[The problem] Can you reproduce the data beneath, keeping every line exact?

[Data supplied]
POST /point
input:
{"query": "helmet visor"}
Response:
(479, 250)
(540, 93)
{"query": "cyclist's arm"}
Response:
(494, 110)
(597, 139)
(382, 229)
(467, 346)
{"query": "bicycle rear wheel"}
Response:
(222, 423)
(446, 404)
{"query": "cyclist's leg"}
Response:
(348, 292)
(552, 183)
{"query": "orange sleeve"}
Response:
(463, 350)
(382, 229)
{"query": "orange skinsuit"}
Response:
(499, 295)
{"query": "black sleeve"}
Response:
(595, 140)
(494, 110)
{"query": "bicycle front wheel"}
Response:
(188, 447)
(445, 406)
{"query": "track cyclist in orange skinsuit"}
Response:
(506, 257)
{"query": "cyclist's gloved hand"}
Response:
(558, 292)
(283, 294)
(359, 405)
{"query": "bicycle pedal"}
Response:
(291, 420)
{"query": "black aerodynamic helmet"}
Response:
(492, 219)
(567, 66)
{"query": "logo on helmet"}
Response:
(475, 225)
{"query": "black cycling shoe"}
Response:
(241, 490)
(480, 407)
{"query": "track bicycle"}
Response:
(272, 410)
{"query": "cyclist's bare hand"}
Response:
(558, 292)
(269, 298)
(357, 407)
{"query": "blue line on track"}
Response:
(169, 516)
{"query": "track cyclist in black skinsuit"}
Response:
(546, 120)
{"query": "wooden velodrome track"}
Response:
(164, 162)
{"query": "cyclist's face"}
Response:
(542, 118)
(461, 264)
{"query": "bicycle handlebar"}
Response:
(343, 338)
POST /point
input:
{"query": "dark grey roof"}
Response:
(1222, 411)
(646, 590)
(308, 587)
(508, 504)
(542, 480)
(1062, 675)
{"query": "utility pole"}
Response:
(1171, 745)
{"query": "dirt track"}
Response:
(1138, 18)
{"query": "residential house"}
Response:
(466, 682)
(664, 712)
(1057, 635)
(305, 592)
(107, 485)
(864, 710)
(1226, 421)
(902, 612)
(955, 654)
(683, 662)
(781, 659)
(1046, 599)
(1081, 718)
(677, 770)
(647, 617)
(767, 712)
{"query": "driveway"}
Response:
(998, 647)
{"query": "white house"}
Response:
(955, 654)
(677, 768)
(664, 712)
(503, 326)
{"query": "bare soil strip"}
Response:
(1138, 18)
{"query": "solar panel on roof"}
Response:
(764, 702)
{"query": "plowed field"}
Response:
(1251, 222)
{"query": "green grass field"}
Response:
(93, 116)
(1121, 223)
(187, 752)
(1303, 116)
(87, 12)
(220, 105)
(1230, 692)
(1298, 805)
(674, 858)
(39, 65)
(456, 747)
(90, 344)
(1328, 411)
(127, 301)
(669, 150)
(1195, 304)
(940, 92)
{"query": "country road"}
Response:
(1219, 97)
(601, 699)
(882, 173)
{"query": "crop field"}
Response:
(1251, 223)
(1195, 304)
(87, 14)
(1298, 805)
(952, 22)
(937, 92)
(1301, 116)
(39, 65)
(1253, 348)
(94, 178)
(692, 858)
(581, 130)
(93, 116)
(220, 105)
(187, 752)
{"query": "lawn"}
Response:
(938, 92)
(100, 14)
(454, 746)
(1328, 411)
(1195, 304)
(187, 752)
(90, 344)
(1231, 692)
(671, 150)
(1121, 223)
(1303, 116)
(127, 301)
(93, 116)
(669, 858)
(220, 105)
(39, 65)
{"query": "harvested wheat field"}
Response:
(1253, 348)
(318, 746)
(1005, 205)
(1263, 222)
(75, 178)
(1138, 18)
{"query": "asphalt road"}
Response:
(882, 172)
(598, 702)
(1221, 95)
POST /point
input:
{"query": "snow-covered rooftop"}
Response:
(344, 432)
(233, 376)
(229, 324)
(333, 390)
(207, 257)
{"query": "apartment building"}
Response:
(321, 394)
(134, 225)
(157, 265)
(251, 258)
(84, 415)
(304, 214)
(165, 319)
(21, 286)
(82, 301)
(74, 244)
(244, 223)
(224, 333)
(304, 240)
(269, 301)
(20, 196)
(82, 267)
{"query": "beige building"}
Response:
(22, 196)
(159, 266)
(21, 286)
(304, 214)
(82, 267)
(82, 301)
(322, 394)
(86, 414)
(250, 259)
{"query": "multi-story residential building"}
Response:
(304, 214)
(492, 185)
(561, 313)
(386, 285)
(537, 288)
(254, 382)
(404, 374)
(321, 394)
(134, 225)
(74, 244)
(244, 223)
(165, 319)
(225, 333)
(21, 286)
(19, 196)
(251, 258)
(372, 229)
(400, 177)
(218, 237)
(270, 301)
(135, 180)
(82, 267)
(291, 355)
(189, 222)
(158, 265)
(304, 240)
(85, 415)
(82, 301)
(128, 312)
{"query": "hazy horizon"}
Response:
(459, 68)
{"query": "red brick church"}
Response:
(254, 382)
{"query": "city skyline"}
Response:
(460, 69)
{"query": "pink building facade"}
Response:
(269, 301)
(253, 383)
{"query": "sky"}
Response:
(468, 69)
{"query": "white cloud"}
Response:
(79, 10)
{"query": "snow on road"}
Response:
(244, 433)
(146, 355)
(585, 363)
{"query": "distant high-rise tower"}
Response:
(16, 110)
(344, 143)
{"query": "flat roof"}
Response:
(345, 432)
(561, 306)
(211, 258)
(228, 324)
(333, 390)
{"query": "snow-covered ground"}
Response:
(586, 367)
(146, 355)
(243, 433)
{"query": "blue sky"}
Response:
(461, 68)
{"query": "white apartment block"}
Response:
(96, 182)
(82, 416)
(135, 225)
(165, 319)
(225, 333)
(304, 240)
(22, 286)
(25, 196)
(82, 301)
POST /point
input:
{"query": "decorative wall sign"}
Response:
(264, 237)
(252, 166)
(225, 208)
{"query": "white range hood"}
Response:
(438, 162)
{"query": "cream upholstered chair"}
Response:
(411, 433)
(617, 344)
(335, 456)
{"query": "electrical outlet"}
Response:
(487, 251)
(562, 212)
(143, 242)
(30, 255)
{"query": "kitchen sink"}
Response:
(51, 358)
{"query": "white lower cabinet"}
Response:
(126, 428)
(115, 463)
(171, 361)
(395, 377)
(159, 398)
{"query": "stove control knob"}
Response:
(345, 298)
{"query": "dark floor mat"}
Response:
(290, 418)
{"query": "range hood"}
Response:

[Output below]
POST /point
input:
{"query": "helmet visor"}
Response:
(479, 250)
(540, 93)
{"query": "cyclist's arm"}
Response:
(494, 110)
(597, 139)
(382, 229)
(467, 346)
{"query": "bicycle rear wheel"}
Response:
(222, 423)
(446, 404)
{"query": "cyclist's leg"}
Response:
(348, 292)
(552, 183)
{"query": "orange sleeve"}
Response:
(463, 350)
(382, 229)
{"query": "orange skinsuit"}
Response:
(499, 295)
{"query": "black sleeve"}
Response:
(595, 140)
(494, 110)
{"query": "bicycle front wheel"}
Response:
(188, 447)
(445, 406)
{"query": "track cyclist in orange skinsuit"}
Response:
(506, 257)
{"query": "cyclist's gloved hand"}
Response:
(558, 292)
(283, 294)
(359, 405)
{"query": "bicycle pedal"}
Response:
(291, 420)
{"query": "black aerodynamic helmet"}
Response:
(492, 219)
(567, 66)
{"query": "logo on helmet"}
Response:
(475, 225)
{"query": "black cycling shoe"}
Response:
(241, 490)
(480, 407)
{"query": "track bicycle"}
Response:
(272, 410)
{"query": "cyclist's bare hand"}
Response:
(558, 292)
(269, 298)
(357, 407)
{"query": "blue line on track"}
Response:
(169, 516)
{"query": "track cyclist in black skinsuit"}
Response:
(546, 120)
{"query": "wooden velodrome track"}
Response:
(164, 162)
{"query": "cyclist's face"}
Response:
(542, 118)
(461, 264)
{"query": "bicycle handlebar"}
Response:
(343, 338)
POST /point
input:
{"query": "dark grey roof"}
Response:
(1222, 411)
(646, 590)
(308, 587)
(508, 504)
(542, 480)
(1062, 675)
{"query": "utility pole"}
Response:
(1171, 745)
{"query": "dirt track"}
Response:
(1138, 18)
{"query": "residential house"}
Response:
(466, 682)
(664, 712)
(1057, 635)
(305, 592)
(107, 485)
(864, 710)
(1226, 421)
(902, 612)
(955, 654)
(683, 662)
(781, 659)
(1046, 599)
(1081, 718)
(677, 770)
(647, 617)
(767, 712)
{"query": "driveway"}
Response:
(998, 647)
{"query": "white house"}
Response:
(955, 654)
(677, 768)
(664, 712)
(503, 326)
{"query": "bare soil strip"}
Response:
(1138, 18)
{"query": "solar panel on roof"}
Response:
(764, 702)
{"query": "plowed field"}
Response:
(1251, 222)
{"query": "green grass field"}
Response:
(93, 116)
(1121, 223)
(187, 752)
(1303, 116)
(87, 12)
(220, 105)
(1230, 692)
(1298, 805)
(674, 858)
(39, 65)
(456, 747)
(90, 344)
(1328, 411)
(127, 301)
(669, 150)
(1195, 304)
(940, 92)
{"query": "country road"}
Response:
(1219, 97)
(601, 699)
(882, 173)
{"query": "crop field"}
Response:
(1251, 223)
(1195, 304)
(87, 14)
(1298, 805)
(952, 22)
(937, 92)
(1301, 116)
(39, 65)
(1253, 348)
(94, 178)
(692, 858)
(581, 130)
(93, 116)
(220, 105)
(187, 752)
{"query": "lawn"}
Response:
(938, 92)
(100, 14)
(454, 746)
(1328, 411)
(1195, 304)
(187, 752)
(90, 344)
(1231, 692)
(671, 150)
(1121, 223)
(1303, 116)
(127, 301)
(93, 116)
(669, 858)
(220, 105)
(39, 65)
{"query": "harvested wheat field"}
Response:
(1253, 348)
(318, 746)
(1005, 205)
(1263, 222)
(75, 178)
(1138, 18)
{"query": "asphalt road"}
Response:
(882, 172)
(598, 702)
(1221, 95)
POST /point
input:
{"query": "snow-covered rooftop"}
Response:
(344, 432)
(233, 376)
(229, 324)
(333, 390)
(207, 257)
{"query": "apartment building"}
Response:
(321, 394)
(134, 225)
(157, 265)
(251, 258)
(84, 415)
(304, 214)
(165, 319)
(21, 286)
(82, 301)
(74, 244)
(244, 223)
(224, 333)
(304, 240)
(269, 301)
(20, 196)
(82, 267)
{"query": "beige building"}
Response:
(22, 196)
(159, 266)
(21, 286)
(304, 214)
(82, 267)
(82, 301)
(322, 394)
(86, 414)
(250, 259)
{"query": "multi-story residential building"}
Response:
(304, 214)
(492, 185)
(561, 313)
(386, 285)
(537, 288)
(254, 382)
(404, 374)
(321, 394)
(134, 225)
(74, 244)
(244, 223)
(165, 319)
(225, 333)
(21, 286)
(19, 196)
(251, 258)
(372, 229)
(400, 177)
(218, 237)
(270, 301)
(135, 180)
(82, 267)
(291, 355)
(189, 222)
(158, 265)
(304, 240)
(85, 415)
(82, 301)
(128, 312)
{"query": "hazy horizon"}
Response:
(459, 68)
{"query": "red brick church"}
Response:
(254, 382)
{"query": "city skyline"}
Response:
(460, 69)
{"query": "pink building facade"}
Response:
(269, 301)
(253, 383)
{"query": "sky"}
Response:
(468, 69)
{"query": "white cloud"}
Response:
(79, 10)
{"query": "snow on road"}
Response:
(244, 433)
(146, 355)
(585, 363)
{"query": "distant high-rise tower"}
Response:
(16, 110)
(344, 143)
{"query": "flat roof"}
Response:
(345, 432)
(561, 306)
(211, 258)
(228, 324)
(333, 390)
{"query": "snow-covered ground"}
Response:
(586, 367)
(146, 355)
(243, 433)
{"query": "blue sky"}
Response:
(461, 68)
{"query": "white apartment block"}
Response:
(96, 182)
(82, 416)
(135, 225)
(165, 319)
(225, 333)
(304, 240)
(22, 286)
(25, 196)
(82, 301)
POST /point
input:
{"query": "decorative wall sign"}
Response:
(264, 237)
(252, 166)
(225, 208)
{"query": "white range hood"}
Response:
(438, 162)
{"query": "cream upholstered chair"}
Response:
(411, 433)
(617, 344)
(335, 456)
{"query": "electrical outlet"}
Response:
(487, 251)
(562, 212)
(143, 242)
(30, 255)
{"query": "kitchen sink"}
Response:
(51, 358)
{"query": "white lower cabinet"}
Response:
(126, 428)
(115, 463)
(171, 361)
(395, 377)
(159, 398)
{"query": "stove control knob"}
Response:
(345, 298)
{"query": "dark floor mat"}
Response:
(290, 418)
{"query": "range hood"}
Response:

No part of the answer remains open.